[Opening RECORDS FOR PROCESSING section]
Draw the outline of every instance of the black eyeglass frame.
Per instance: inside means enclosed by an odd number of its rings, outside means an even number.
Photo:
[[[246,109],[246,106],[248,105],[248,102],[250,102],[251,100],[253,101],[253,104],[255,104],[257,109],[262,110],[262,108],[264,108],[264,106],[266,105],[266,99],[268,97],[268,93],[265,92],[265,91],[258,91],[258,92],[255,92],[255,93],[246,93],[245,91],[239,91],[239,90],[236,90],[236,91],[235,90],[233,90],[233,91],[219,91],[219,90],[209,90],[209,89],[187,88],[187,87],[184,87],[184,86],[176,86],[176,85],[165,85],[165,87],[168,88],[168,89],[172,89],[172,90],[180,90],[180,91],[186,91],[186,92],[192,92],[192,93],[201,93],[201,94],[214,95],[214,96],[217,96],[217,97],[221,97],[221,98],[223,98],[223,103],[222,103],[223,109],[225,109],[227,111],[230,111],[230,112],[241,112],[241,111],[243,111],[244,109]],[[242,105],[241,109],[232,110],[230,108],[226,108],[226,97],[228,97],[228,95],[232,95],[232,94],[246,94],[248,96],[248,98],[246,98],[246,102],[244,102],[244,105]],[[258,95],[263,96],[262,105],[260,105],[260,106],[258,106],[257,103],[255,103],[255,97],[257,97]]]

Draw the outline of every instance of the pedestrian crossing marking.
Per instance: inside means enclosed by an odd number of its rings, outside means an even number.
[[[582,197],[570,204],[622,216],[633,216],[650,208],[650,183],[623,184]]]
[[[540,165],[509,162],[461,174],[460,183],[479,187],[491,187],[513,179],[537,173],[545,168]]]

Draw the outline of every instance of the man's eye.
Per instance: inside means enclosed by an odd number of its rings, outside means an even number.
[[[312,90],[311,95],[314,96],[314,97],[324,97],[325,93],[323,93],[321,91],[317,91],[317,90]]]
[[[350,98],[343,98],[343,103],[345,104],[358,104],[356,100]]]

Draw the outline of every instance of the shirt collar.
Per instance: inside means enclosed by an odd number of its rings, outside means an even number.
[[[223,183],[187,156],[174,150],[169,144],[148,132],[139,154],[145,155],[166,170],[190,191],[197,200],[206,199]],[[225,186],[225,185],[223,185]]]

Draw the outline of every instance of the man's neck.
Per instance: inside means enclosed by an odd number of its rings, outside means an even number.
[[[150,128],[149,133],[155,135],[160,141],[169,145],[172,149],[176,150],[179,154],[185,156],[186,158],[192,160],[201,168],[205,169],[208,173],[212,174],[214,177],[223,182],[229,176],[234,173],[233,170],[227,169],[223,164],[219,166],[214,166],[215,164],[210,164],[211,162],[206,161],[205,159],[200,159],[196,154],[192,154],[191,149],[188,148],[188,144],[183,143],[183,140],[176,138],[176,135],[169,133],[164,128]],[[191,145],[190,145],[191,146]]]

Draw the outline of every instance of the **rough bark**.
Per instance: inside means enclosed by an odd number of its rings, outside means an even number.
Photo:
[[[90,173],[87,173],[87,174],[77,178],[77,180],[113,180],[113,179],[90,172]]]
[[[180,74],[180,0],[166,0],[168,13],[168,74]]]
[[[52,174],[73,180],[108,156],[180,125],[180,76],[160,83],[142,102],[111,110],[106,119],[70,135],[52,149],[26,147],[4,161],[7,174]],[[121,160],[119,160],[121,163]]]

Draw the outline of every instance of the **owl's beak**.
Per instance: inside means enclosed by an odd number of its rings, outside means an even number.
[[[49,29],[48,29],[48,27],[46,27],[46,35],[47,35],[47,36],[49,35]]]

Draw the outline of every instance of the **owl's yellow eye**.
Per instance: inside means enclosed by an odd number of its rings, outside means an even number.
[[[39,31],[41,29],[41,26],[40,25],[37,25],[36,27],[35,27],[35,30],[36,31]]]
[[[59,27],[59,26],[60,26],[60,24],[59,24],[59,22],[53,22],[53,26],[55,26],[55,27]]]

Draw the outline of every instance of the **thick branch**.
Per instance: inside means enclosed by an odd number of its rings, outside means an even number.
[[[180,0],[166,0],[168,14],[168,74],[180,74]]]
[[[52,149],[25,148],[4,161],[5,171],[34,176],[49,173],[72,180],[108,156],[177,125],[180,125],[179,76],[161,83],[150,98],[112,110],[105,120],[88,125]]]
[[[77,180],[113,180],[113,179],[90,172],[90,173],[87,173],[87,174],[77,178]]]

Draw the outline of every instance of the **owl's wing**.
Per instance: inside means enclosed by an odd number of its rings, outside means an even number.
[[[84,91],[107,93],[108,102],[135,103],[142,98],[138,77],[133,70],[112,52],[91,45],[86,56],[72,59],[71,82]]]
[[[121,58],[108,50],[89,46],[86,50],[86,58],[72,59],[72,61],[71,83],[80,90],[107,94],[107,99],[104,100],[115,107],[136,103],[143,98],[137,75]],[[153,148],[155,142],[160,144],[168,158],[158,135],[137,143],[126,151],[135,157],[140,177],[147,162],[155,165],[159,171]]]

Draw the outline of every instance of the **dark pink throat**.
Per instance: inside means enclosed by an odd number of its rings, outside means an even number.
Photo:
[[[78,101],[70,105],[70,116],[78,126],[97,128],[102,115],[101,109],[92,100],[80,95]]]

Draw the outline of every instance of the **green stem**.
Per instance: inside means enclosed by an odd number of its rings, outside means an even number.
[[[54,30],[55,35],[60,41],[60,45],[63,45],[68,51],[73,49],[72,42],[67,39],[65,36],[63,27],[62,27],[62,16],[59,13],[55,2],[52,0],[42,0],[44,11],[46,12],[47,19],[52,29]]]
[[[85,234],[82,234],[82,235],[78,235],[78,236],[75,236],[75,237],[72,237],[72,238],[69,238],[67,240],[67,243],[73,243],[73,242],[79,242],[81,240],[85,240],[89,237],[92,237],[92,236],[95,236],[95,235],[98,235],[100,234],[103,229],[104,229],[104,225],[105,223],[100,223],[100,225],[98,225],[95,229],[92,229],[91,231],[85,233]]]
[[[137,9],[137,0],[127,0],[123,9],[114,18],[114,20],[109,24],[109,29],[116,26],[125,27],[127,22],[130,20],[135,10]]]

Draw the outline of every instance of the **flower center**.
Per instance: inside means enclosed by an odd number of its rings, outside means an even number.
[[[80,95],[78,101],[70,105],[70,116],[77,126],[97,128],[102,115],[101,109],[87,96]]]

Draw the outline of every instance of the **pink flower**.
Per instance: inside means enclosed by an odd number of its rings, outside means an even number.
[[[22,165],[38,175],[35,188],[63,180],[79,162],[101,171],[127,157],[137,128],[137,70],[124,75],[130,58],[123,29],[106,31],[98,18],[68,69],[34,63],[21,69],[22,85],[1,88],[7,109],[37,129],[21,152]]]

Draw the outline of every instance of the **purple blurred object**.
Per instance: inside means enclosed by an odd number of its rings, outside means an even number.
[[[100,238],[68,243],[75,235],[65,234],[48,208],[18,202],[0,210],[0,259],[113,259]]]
[Closing RECORDS FOR PROCESSING section]
• YOUR GOAL
Using the entries, return every line where the word "flower" can be found.

• RESPONSE AREA
Draw the outline of every instance of the **flower center**.
Draw the outline of every instance of the **pink flower**.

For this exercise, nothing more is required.